Vorliegender Text
--------------------------------------------------
Sehr geehrter Herr Schering,

Ich kann Sie zumindest in einem Punkt beruhigen: Internet und Computer sind ohne Zweifel großartige Erfindungen, die nicht nur die Erwachsenenwelt bereichern. Es gibt hervorragende Web-Angebote und PC-Spiele, wie es auch gute TV-Programme gibt. Was Chancen und Risiken angeht, ist es unsinnig, eine künstliche Grenze zwischen den „alten’“ und den „neuen Medien“ zu ziehen. Es bringt auch nichts die „virtuelle Welt“ zu verteufeln oder zu verherrlichen. Internet und Computer gehören heute ganz selbstverständlich zum Alltag und Lebensgefühl von Kindern und Jugendlichen.

Dass sie die Technik virtuos bedienen können, bedeutet aber nicht, dass Kinder und Jugendliche auch automatisch in der Lage sind, alle Gefahren richtig einzuschätzen. Für den Jugendschutz in den neuen Medien gibt es kein Patentrezept, sondern viele wichtige Bausteine. Einer ist, Eltern zu unterstützen, sich sicher in dieser komplizierten Welt zu bewegen. Denn die Eltern sind und bleiben die wichtigsten Vorbilder ihrer Kinder sowohl was die Dauer als auch was die Art der Computernutzung angeht. Wenn die Eltern tagein tagaus über Stunden vor dem Bildschirm sitzen, werden sie auch ihre Kinder schwer überzeugen können, dass auch der Bolzplatz oder das Schwimmbad attraktive Optionen für den Nachmittag sind. Ich würde mir deswegen wünschen, dass auch in den Schulen noch mehr über die Bedeutung von PC, Internet und Fernsehen gesprochen wird. Hier gibt es zwar bereits viele gute Ansätze, aber wir können noch besser werden.

Jugendmedienschutz gehört zum ureigensten Fachgebiet meines Ministeriums. Deswegen nehme ich auch gerne für meine Initiativen in Anspruch „pro domo“ zu arbeiten. Seit es eine deutliche Kennzeichnung der Altersangaben auf Computerspielen gibt, kann sich niemand mehr herausreden, er habe nicht gewusst, ob ein gekennzeichnetes Spiel z.B. an einen 12-Jährigen verkauft werden kann. Für alle Eltern, die ihre Kinder schützen wollen ist das ein wichtiger Fortschritt. Und um den Ball mal zurückzuspielen: Wenn Sie über seriöse Erkenntnisse der Medienwissenschaft verfügen, dass kleine Alterskennzeichen auf der Rückseite von Spieleverpackungen Kinder und Jugendliche besser schützen als große auf der Vorderseite, dann werden die Fachleute des Bundesfamilienministeriums diese Hinweise gerne prüfen.
--------------------------------------------------
Aufgabe
Kopiere aus dem Brief zum Jugendmedienschutz wortgetreu den Abschnitt von „Ich kann Sie“ bis „Kindern und Jugendlichen.“. Die anschließenden Einträge sind eigenständiges Material und gehören nicht zum Brief.
--------------------------------------------------
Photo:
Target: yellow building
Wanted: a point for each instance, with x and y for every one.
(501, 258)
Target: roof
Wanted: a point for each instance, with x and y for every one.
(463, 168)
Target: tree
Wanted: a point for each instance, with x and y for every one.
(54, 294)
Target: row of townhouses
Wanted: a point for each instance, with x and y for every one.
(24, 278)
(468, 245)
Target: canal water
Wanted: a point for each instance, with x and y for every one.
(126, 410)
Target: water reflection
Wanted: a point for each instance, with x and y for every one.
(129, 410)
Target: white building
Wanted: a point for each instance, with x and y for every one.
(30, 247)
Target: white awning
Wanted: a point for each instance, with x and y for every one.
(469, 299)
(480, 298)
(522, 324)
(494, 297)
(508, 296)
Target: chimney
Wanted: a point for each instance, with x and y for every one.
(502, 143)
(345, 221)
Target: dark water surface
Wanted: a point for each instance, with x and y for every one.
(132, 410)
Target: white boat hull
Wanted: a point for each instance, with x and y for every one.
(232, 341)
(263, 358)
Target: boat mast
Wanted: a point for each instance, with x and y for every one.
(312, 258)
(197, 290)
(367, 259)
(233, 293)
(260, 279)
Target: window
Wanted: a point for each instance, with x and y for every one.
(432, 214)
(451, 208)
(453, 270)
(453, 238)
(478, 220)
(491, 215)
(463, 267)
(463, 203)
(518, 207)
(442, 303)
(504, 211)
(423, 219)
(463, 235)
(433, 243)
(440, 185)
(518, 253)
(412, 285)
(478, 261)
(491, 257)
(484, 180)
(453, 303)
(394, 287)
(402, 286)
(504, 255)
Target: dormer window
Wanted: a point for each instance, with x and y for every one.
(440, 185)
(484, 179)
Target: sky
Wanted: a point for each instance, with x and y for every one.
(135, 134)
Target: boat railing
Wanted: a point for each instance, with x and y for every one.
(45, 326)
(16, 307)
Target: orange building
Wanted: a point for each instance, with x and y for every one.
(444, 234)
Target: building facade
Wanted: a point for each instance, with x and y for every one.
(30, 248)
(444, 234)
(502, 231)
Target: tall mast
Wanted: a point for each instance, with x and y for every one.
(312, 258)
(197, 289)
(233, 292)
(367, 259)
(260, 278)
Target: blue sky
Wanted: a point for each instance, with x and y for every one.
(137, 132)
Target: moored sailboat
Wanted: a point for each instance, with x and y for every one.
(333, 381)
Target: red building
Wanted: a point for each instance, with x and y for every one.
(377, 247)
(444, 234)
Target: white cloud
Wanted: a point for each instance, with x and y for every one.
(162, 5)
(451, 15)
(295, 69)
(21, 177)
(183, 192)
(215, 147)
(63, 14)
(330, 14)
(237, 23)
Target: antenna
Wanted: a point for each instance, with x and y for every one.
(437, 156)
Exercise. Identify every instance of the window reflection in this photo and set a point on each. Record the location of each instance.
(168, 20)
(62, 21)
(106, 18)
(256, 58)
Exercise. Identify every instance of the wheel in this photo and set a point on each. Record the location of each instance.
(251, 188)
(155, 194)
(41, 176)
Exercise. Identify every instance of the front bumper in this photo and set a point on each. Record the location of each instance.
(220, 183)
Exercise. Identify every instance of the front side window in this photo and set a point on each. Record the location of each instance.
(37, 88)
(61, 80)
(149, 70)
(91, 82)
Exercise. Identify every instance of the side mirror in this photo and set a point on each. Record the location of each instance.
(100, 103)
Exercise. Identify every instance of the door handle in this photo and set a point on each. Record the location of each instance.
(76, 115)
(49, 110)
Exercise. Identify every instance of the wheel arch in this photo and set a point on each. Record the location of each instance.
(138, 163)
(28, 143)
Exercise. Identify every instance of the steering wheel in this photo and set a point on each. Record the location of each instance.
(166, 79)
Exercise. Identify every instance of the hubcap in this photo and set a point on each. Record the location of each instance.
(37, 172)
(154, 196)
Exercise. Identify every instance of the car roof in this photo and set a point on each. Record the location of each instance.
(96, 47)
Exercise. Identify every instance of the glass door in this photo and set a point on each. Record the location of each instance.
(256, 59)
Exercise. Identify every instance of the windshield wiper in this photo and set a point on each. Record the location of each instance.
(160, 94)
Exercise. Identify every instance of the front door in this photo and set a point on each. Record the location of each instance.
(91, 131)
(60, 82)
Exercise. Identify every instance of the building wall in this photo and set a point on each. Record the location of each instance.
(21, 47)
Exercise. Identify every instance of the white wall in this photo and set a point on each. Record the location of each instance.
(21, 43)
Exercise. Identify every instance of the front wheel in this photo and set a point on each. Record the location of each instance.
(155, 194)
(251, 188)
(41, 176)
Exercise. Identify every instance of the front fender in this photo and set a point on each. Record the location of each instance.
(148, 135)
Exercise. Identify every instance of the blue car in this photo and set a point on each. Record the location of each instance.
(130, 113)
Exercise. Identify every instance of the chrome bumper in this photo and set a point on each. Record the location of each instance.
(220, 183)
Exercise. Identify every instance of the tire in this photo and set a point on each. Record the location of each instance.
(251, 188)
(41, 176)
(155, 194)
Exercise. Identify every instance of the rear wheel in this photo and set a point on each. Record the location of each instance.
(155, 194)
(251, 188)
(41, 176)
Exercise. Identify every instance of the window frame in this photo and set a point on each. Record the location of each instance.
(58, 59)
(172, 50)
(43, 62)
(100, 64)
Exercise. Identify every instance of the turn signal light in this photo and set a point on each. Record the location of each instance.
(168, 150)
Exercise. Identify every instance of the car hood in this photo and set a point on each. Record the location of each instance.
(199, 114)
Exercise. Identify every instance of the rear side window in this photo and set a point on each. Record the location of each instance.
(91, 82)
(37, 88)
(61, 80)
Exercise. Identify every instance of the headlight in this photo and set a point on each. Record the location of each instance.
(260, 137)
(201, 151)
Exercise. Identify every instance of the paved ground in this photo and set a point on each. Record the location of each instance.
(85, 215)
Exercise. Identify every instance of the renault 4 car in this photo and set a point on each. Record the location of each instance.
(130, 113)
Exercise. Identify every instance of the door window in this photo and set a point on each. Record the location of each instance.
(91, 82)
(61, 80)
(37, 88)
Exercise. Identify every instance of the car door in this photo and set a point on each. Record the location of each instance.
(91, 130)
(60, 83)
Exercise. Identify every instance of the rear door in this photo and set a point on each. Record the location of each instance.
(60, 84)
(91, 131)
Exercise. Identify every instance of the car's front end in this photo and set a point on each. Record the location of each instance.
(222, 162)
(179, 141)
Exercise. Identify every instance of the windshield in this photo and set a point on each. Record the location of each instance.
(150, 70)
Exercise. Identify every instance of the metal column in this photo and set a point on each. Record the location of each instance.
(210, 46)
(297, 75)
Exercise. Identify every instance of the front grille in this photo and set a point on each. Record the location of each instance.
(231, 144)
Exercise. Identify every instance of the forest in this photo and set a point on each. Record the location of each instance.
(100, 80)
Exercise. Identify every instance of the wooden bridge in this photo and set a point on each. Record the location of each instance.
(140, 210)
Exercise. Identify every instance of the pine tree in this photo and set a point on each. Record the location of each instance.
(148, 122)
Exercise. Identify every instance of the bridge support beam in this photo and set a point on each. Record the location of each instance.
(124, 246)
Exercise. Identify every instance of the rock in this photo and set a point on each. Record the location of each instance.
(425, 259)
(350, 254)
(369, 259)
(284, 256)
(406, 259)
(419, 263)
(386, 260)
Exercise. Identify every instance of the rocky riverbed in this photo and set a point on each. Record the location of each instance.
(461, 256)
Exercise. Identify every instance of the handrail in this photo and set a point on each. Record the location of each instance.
--------------------------------------------------
Ergebnis
Ich kann Sie zumindest in einem Punkt beruhigen: Internet und Computer sind ohne Zweifel großartige Erfindungen, die nicht nur die Erwachsenenwelt bereichern. Es gibt hervorragende Web-Angebote und PC-Spiele, wie es auch gute TV-Programme gibt. Was Chancen und Risiken angeht, ist es unsinnig, eine künstliche Grenze zwischen den „alten’“ und den „neuen Medien“ zu ziehen. Es bringt auch nichts die „virtuelle Welt“ zu verteufeln oder zu verherrlichen. Internet und Computer gehören heute ganz selbstverständlich zum Alltag und Lebensgefühl von Kindern und Jugendlichen.